§ Text provided:
I also like the large, super smooth filter knob, which makes it a joy to play and tweak with musical precision.


Diving into the digital side, you get two LFOs, two envelopes, two effects processors, a mixer with pink and white noise, an arpeggiator, 64-step sequencer, overdrive, glide, vintage mode, unison and clock/tempo control. There is also well-implemented aftertouch and velocity sensitivity.

LFOs and Envelopes

LFO 1 is global, and LFO 2 can be used per voice. While traditionally Envelope 1 controls the filter and Envelope 2 is the amp, you can set Envelope 2 to control both. This frees up Envelope 1 as an auxiliary modulation source. Also, both offer a delay option to the onset of the envelope.

ARPs, Sequences and Unison

The arpeggiator offers multiple classic modes, a cool note repeat option and a three-octave range.

The sequencer is fantastically simple. Each step/note is solely played from the keyboard, with the option of rests and ties. There is no control of velocity or level, nor muting and tweaking as it plays.

Unison mode is quite lovely on the Take 5 with the option to add up to five voices with seven detune options, as well as a single-finger chord mode.


There are two digital effects sections, three if you count the standalone overdrive knob—great for roughing this synth up. The first section can be set to chorus, flanger, phaser, digital high-pass filter, ring mod, a choice of four delays [digital, tape (x2) and bucket brigade] or rotary speaker.

The second section is reverb offering a single signature reverb with real-time control of mix, damping, pre-delay, decay and tone. While both sections may not replace your favorite outboard effects, each effect is highly usable.

(Natural language descriptions of regions)
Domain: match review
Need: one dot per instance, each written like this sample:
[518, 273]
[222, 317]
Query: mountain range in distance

§ List of tasks:
A – In the synth review, how many voices can unison mode add on the Take 5?
B – Reproduce the synth review word for word from "The arpeggiator offers" to "or rotary speaker.".
The records are not needed for this work.

§ Task solutions:
A – Up to five voices.

B –
The arpeggiator offers multiple classic modes, a cool note repeat option and a three-octave range.

The sequencer is fantastically simple. Each step/note is solely played from the keyboard, with the option of rests and ties. There is no control of velocity or level, nor muting and tweaking as it plays.

Unison mode is quite lovely on the Take 5 with the option to add up to five voices with seven detune options, as well as a single-finger chord mode.


There are two digital effects sections, three if you count the standalone overdrive knob—great for roughing this synth up. The first section can be set to chorus, flanger, phaser, digital high-pass filter, ring mod, a choice of four delays [digital, tape (x2) and bucket brigade] or rotary speaker.